*** Block opens ***

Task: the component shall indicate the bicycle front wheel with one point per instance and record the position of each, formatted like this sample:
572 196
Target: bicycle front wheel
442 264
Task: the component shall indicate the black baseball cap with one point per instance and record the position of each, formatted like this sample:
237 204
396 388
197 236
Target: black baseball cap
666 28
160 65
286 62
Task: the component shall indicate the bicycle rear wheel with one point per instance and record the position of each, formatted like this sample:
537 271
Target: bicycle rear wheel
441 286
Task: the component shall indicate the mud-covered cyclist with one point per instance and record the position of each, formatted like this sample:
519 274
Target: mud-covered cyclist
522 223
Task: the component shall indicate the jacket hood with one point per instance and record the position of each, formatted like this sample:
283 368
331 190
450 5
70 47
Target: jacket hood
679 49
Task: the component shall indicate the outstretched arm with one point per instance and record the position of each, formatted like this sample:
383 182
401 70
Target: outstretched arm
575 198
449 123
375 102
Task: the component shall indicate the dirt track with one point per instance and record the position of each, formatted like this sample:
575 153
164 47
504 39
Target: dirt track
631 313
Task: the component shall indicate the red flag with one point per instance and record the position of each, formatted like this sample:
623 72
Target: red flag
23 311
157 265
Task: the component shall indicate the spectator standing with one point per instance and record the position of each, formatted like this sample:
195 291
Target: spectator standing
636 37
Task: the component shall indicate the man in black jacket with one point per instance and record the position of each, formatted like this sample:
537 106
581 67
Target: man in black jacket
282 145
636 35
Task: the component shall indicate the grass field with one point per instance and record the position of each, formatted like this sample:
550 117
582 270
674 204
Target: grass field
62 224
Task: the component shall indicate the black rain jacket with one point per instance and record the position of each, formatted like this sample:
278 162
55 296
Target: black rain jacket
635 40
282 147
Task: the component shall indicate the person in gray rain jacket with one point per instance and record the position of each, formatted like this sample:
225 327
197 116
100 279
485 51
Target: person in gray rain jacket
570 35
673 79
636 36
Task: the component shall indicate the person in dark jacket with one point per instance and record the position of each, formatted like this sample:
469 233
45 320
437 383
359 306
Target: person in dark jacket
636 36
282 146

*** Block closes ***

Task: Copy out all of the records, keeping every line identical.

Task result:
Task: the component shall indicate the bicycle front wheel with one point per instance and record the position of each, formatted like this sample:
572 196
Target: bicycle front wheel
442 264
Task: the component shall indicate the black baseball cap with one point per instance and record the position of each, formatted like this sample:
237 204
396 388
197 236
Target: black baseball cap
666 28
160 65
286 62
Task: the component shall indicate the bicycle rear wheel with one point per instance and record the position of each, formatted like this sample:
537 271
Target: bicycle rear wheel
441 286
Task: the component shall indicate the mud-covered cyclist with one point per instance and record the position of each, formatted like this sample:
519 274
Target: mud-covered cyclist
522 223
Task: the component shall indicate the jacket hood with one point per instance and record the position of each, formatted like this sample:
283 368
331 190
450 5
70 47
Target: jacket hood
679 49
Task: the component shall indicate the outstretched arm with one point per instance and record the position of each, formatted like this sample:
383 182
401 70
Target: outstretched arm
575 198
449 123
375 102
Task: the component shall indicate the dirt track with one point per instance and record the position of each, formatted like this sample:
575 153
164 47
504 39
Target: dirt track
631 313
Task: the component shall indicate the red flag with one point per instance and record the position of each, formatted like this sample:
623 72
Target: red flag
23 311
157 265
Task: the component shall indicate the spectator standing with one point per instance and record the position of each, formatted like this sample:
195 291
Target: spectator standing
636 37
Task: the component shall indicate the man in black jacket with one point per instance and record the position of each, formatted like this sample:
537 106
581 67
Target: man in black jacket
282 145
636 35
Task: the component shall indicate the grass field with one point per instance and record the position of each, formatted like this sample:
550 117
582 270
674 204
Target: grass field
62 224
Task: the component shall indicate the black rain jacket with one point per instance and record the position of each, formatted like this sample:
278 162
55 296
Target: black rain jacket
635 40
282 147
Task: the component shall indicate the person in gray rain jacket with one point per instance and record the position of each, formatted like this sample:
225 327
197 116
100 279
485 51
Target: person in gray rain jacket
570 35
673 79
636 36
Task: the component shall indicate the person in dark jacket with one point per instance and record the position of each, formatted like this sample:
469 233
45 320
437 383
359 306
Target: person in dark jacket
636 36
282 146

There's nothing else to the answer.